- WORK ORDER 1: In the Salt Lake Peer Court article, what share of inmates at the Utah State Prison are high school dropouts?
- WORK ORDER 2: Reproduce the passage of the Salt Lake Peer Court article from "Salt Lake Peer Court is" to "the education institution.".

- DOCUMENT SECTION:
Salt Lake Peer Court
Salt Lake Peer Court at the Utah Youth Court Association’s 2014 Summer Youth Court Conference.";

Last week was national week of action against school pushout, a practice where schools take an active role in discouraging a student’s education through detention, suspension and expulsion; instead of peer, institutional and parental support.

 

According to a report by Public Policy Clinic of the University of Utah, one in three inmates at the Utah State Prison is a high school dropout.

Students who fail to finish high school are three and a half times more likely to be arrested as an adult.

 

Among high school dropouts 38 percent of students learning English dropped out as did 31 percent of Native American students and 29 percent of Latinos.

Salt Lake Peer Court is a non-profit volunteer organization, offering support and an alternative for students who would otherwise be pushed out of the education institution.

 

Students are sent to a peer group panel and are assigned a peer-to-peer mentor.

“Every kid has this great potential for learning and by pushing them out you leave the kid stranded with no education and no one likes being in that position,” said Rogelio Romeo, a West High senior, a peer-to-peer mentor and volunteer for Peer Court. “If people know this is happening to kids they would understand this is an issue we need to fix.”

“There’s not a judge there, you don’t get a sentence you get a disposition, just community service, it doesn’t mark your record as a delinquent,” said Joselin Padilla, a senior at West High and Peer Court Volunteer. “It’s really sad to send a good kid to jail. You shouldn’t see kids being sent to detention centers for things that could be fixed easily.”

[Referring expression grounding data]
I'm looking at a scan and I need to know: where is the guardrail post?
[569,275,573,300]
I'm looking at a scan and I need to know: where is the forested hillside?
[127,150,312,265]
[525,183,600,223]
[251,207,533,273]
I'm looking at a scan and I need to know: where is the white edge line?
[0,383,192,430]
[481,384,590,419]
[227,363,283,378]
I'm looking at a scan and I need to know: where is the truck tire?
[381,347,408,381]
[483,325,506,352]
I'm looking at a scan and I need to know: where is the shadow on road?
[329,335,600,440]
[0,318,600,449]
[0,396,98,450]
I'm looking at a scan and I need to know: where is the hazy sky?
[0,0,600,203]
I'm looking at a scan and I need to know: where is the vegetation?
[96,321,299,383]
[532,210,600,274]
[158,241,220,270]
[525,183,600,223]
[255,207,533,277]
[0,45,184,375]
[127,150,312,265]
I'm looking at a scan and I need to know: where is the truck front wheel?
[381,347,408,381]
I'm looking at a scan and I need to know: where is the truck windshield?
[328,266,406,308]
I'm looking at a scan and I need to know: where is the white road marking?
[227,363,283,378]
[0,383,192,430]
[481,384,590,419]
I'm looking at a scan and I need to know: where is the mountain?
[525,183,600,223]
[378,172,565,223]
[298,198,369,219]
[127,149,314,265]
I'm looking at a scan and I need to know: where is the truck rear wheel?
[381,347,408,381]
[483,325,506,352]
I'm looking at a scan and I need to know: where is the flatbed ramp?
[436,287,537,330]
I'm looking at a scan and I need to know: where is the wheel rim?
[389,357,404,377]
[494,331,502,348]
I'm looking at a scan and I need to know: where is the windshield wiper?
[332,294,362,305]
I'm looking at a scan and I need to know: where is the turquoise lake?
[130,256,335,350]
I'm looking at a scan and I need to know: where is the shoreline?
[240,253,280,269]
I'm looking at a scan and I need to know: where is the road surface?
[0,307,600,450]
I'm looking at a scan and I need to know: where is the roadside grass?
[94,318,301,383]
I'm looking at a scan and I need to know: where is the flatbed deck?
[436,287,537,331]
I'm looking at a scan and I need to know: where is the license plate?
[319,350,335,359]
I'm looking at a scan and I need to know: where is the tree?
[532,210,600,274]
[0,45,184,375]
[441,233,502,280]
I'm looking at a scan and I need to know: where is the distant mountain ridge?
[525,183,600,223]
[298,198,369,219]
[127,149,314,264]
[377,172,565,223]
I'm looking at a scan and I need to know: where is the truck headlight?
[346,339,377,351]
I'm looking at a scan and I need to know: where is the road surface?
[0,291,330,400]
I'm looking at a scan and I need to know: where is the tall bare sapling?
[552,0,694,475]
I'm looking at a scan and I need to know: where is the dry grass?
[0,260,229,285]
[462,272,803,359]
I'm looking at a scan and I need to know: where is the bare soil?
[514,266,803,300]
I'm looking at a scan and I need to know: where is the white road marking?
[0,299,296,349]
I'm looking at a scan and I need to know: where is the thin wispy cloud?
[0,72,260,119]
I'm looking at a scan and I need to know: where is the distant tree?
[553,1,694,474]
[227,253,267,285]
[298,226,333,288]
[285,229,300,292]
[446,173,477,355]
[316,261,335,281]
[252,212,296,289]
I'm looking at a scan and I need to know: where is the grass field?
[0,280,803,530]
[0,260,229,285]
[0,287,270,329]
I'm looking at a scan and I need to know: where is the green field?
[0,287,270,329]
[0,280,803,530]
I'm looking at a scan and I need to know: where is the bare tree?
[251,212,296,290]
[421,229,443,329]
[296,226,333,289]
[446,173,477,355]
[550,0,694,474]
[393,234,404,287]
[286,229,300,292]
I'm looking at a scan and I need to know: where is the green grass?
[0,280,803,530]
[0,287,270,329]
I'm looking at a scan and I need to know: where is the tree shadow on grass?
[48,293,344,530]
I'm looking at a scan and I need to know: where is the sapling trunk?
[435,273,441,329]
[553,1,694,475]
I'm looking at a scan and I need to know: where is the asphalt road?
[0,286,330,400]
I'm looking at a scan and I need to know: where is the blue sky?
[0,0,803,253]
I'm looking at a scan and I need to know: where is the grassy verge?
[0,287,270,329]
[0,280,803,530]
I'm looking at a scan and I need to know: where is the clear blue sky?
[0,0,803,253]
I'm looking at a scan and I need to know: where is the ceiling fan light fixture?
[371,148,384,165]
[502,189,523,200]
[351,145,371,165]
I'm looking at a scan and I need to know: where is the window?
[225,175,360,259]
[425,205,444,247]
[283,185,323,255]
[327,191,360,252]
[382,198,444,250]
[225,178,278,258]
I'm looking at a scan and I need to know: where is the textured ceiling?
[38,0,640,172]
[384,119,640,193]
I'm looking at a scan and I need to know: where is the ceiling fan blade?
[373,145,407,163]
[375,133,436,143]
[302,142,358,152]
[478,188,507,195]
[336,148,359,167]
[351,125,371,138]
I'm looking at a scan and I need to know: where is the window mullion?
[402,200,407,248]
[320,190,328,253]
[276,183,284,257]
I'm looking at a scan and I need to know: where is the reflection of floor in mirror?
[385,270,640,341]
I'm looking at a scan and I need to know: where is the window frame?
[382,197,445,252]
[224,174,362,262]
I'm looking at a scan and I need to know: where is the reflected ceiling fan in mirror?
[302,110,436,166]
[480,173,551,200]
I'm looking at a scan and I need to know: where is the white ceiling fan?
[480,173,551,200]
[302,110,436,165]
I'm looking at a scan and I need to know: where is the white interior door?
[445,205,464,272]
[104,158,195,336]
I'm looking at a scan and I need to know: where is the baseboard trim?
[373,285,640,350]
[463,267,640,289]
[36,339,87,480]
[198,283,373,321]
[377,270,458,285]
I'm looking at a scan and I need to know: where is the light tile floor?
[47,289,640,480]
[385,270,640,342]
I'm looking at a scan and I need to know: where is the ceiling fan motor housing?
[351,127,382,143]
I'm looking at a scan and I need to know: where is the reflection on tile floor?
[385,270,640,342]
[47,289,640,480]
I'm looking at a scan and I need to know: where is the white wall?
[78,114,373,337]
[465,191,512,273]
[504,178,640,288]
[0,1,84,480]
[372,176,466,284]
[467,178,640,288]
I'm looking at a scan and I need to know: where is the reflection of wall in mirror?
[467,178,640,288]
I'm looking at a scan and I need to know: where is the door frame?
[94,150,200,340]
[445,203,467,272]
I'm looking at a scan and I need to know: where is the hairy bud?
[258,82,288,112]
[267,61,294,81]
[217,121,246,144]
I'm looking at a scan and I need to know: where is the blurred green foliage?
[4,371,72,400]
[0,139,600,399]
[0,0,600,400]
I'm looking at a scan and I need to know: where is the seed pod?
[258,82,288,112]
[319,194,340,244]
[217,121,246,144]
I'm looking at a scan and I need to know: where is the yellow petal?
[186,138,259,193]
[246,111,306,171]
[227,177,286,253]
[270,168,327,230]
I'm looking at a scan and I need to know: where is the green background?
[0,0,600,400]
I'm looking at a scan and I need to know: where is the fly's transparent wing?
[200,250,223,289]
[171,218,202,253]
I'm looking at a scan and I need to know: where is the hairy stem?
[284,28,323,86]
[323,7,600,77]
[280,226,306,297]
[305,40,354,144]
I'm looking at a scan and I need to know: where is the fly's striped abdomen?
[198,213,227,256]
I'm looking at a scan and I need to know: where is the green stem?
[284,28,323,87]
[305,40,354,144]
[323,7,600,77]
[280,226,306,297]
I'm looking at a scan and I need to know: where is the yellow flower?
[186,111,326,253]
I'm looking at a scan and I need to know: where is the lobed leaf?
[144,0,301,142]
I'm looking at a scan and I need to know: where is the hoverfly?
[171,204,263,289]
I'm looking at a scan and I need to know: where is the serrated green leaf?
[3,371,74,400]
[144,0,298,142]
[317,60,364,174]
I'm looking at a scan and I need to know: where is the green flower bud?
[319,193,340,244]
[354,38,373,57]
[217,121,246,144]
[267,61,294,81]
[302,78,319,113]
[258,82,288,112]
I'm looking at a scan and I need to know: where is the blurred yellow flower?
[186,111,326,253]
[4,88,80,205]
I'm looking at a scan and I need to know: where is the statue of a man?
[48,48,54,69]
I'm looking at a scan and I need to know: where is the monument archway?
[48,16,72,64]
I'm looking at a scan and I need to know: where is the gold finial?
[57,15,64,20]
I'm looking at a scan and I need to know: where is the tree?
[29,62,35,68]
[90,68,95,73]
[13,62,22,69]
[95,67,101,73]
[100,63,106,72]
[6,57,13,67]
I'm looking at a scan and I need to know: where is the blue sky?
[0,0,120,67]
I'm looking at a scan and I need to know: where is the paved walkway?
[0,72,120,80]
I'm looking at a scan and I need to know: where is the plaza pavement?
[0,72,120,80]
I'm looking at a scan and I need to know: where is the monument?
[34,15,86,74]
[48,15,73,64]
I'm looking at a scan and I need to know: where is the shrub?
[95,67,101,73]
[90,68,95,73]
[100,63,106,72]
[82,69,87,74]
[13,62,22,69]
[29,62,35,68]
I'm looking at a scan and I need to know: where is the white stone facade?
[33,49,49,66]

- ANSWER SECTION 1: One in three

- ANSWER SECTION 2:
Salt Lake Peer Court is a non-profit volunteer organization, offering support and an alternative for students who would otherwise be pushed out of the education institution.